<<<<

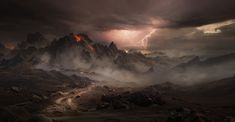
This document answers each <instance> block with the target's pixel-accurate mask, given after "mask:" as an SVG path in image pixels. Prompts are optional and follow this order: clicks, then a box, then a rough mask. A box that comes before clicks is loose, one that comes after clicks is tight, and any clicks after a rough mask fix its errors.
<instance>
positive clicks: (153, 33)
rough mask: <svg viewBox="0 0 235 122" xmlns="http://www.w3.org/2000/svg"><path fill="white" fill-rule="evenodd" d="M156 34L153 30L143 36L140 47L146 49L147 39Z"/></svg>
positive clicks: (148, 38)
mask: <svg viewBox="0 0 235 122" xmlns="http://www.w3.org/2000/svg"><path fill="white" fill-rule="evenodd" d="M155 32H156V29H153V30H152V31H150V32H149V33H148V34H147V35H145V36H144V38H143V39H141V40H140V43H141V46H142V47H143V48H144V49H146V48H148V41H149V38H150V37H151V36H152V35H153V34H154V33H155Z"/></svg>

>>>>

GOAL OF THE EXERCISE - The lines to copy are those in the records above containing the word "instance".

SOLVED PROBLEM -
This document answers each <instance> block with the target's pixel-accurate mask, given after "mask:" as an SVG path in image pixels. Prompts are optional and follow this order: clicks, then a box, then a rough mask. A box that comes before clicks is loose, one that comes after clicks is tight, and any clicks after a rough mask fix its errors.
<instance>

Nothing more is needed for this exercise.